Vorliegender Text:
^^^^^^^^

Für viele von uns sind Steine bloß grau, hart und eben Steine, ob­wohl diese zu unserem täglichen Leben wie Brot und Salz gehören, und vom Menschen seit seiner Existenz benutzt werden. Um so er­staunlicher ist es, dass nur wenige die Frage stellen: "Was sind Steine?"

Ursprünglich verwendete der erste Homo sapiens Steine, so wie sie auf der Erde herumlagen. Erst viele tausend Jahre später bearbeitete er sie zu groben Faustkeilen und noch später zu einfachen Werk­zeugen und Waffen. Diese entwickelte und perfektionierte er in wei­teren Tausenden von Jahren immer weiter. Neben Waffen und Werkzeugen fand man in Fürsten- und Königsgräbern auch form­schöne, bunte, glänzende Steine. Daraus ist zu schließen, dass Gesteine und Minerale immer schon Symbole des Reichtums und der Macht waren, und als Wertgegenstände gesammelt, gezeigt und be­wahrt wurden. Archäologen fanden auch aus Stein gemeißelte oder aus Ton geformte Figuren, die Menschen und Tiere darstellen. Schöne Steine waren auch Kultobjekte und wurden als Schmuck getragen, aber auch zu Kunstwerken verarbeitet, was sich bis heute nicht geändert hat.

Nehmen wir einen Stein zur Hand und betrachten ihn aufmerksam. Wir erkennen, dass er aus vielen kleinen Teilchen, aus Mineralen, be­steht. Diese Teilchen sind unterschiedlich groß, haben unter­schiedliche Formen und Farben, und sind geregelt, oder auch nicht, im Stein angeordnet. Demnach sind Steine eine Ansammlung von Mineralen gleicher Art oder verschiedener Arten. Auch Erze und Salze sind Steine, die aus bestimmten Mineralen, den sogenannten Erz- und Salzmineralen, bestehen. Die durch "Versteinerung" von Pflanzen entstandene Kohle ist ebenfalls ein Gestein, wobei der Grad der Inkohlung den Anteil an Stein in dieser ausmacht.

Demnach sind die Minerale die Bausteine der Gesteine, und kommen in ihnen in unterschiedlich qualitativen und quantitativen Verhält­nissen vor. Die Art der Bindung der Minerale ergibt die Struktur eines Gesteins, während die Textur die Regelung in diesem verdeutlicht. Struktur und Textur ergeben als Einheit das Gesteinsgefüge.

Die Gebirge unserer Erde sind aus Gesteinen aufgebaut, doch auch ein hausgroßer Fels oder ein faustgroßer Kiesel sind Steine, ja sogar Sandkörner, die aus mehreren meist nur mit einer Lupe oder unter einem Mikroskop zu sehenden Mineralien bestehen, sind Steine, eben nur ganz kleine.

^^^^^^^^

Angezeigte Daten:
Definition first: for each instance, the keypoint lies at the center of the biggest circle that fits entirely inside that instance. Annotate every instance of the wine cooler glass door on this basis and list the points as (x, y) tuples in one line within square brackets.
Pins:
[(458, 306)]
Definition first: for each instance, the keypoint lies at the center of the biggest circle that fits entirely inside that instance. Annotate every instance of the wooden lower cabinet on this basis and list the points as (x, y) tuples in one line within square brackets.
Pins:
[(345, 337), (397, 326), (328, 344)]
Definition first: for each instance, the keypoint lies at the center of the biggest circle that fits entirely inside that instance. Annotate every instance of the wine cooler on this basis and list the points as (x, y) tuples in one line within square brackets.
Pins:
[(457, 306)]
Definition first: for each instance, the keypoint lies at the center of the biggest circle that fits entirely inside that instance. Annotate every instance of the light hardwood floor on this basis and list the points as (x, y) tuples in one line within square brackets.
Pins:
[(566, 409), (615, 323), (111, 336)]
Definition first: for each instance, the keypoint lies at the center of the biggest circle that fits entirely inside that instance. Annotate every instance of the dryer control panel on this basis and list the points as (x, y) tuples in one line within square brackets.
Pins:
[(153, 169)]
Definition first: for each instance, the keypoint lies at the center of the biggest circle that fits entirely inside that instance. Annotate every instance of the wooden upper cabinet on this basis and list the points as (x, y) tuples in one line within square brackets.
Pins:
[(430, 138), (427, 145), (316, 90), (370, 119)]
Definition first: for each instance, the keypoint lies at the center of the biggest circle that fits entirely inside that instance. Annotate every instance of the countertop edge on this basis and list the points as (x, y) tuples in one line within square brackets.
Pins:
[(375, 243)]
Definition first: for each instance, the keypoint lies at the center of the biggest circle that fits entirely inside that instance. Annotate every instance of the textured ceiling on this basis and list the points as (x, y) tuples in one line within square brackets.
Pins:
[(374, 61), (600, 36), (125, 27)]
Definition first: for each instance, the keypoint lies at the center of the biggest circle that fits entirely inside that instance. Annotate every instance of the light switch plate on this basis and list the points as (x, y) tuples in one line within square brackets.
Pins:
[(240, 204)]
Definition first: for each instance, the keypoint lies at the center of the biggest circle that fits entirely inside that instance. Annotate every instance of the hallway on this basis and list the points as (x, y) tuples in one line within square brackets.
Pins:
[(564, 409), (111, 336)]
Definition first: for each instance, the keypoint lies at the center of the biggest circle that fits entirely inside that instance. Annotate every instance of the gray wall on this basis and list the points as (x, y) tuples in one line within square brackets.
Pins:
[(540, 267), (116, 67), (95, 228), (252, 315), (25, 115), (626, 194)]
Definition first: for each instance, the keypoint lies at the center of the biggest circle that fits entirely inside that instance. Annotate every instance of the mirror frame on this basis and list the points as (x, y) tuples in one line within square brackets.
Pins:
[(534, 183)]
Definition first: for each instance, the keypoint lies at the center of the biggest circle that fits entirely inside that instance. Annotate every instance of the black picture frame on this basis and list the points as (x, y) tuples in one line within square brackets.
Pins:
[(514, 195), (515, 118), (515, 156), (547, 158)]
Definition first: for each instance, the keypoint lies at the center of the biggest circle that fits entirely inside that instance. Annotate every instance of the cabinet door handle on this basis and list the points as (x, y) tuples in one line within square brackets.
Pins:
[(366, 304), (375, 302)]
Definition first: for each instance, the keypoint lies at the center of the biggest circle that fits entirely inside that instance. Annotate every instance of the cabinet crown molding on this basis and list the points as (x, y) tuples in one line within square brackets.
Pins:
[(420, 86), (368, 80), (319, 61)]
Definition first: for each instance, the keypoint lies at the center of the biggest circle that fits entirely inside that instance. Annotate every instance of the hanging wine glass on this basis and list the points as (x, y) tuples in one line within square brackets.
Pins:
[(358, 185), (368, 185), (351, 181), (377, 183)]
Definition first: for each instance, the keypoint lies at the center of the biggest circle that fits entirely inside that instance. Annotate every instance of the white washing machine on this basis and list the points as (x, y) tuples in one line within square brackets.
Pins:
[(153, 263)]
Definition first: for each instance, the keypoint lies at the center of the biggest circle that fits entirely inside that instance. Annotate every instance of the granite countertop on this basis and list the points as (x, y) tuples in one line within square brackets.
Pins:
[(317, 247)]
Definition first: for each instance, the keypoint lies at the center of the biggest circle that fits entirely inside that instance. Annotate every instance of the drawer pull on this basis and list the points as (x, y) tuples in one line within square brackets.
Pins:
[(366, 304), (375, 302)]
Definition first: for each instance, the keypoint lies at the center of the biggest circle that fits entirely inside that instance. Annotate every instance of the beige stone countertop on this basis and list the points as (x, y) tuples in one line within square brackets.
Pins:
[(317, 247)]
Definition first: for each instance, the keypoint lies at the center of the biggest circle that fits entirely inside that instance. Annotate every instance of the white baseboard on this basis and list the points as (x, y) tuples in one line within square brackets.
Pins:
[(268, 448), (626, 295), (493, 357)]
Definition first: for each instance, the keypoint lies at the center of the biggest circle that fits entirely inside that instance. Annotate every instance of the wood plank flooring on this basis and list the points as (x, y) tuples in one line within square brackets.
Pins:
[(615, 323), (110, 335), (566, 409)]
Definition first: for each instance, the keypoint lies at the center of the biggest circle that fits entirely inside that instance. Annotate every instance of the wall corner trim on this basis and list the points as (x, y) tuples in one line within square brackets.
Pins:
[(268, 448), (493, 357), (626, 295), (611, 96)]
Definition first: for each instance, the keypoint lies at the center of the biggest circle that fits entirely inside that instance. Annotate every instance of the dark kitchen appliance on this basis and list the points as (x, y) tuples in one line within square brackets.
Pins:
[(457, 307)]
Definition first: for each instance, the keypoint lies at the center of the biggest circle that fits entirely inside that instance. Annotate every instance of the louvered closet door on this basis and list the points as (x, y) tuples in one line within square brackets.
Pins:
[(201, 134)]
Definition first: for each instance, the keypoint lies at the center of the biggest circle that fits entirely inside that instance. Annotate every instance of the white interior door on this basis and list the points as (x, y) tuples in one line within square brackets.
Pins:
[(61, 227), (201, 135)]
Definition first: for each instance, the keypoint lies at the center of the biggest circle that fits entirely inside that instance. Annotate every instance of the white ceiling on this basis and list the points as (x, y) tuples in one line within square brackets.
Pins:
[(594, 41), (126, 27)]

^^^^^^^^

Der Text über Steine folgert, dass Gesteine und Minerale immer schon Symbole des Reichtums und der Macht waren. Erkläre in ein bis drei Sätzen, worauf sich dieser Schluss laut Text stützt.

Die Antwort: Der Schluss stützt sich auf Funde in Fürsten- und Königsgräbern. Dort fand man neben Waffen und Werkzeugen auch formschöne, bunte, glänzende Steine. Daraus wird geschlossen, dass solche Steine als Wertgegenstände gesammelt, gezeigt und bewahrt wurden.